Exercise requirements: Convert the material, from its first line through the line that contains "point(698, 663)", into a Markdown table with the columns Row and Text, giving each line a row number and leaving out any blank lines.

Supplied entries:
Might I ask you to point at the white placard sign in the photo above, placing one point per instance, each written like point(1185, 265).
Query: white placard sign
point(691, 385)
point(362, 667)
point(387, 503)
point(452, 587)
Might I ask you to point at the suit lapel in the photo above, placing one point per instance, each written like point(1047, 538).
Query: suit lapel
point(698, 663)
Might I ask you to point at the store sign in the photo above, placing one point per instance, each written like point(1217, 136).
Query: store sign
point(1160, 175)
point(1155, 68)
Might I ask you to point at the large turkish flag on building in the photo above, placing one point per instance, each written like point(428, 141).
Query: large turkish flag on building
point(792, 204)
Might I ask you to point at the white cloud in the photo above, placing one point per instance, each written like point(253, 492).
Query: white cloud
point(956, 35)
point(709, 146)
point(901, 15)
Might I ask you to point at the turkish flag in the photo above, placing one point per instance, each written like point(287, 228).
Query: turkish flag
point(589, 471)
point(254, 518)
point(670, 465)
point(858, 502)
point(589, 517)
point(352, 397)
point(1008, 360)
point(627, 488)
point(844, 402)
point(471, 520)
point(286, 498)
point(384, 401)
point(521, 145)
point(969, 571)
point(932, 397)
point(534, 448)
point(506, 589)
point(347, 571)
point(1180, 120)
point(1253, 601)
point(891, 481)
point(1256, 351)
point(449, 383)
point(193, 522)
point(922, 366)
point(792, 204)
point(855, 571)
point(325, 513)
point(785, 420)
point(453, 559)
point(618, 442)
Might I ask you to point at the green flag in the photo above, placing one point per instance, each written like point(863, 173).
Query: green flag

Reply to the exercise:
| Row | Text |
|---|---|
| 1 | Might I ask you to point at the white placard sign in the photo above, placing one point per instance, each written like point(1185, 265). |
| 2 | Query: white placard sign |
| 3 | point(691, 385) |
| 4 | point(362, 667) |
| 5 | point(387, 503) |
| 6 | point(452, 587) |
| 7 | Might I ask you to point at the suit lapel in the photo above, placing one point per instance, each written like point(1047, 538). |
| 8 | Query: suit lapel |
| 9 | point(698, 663) |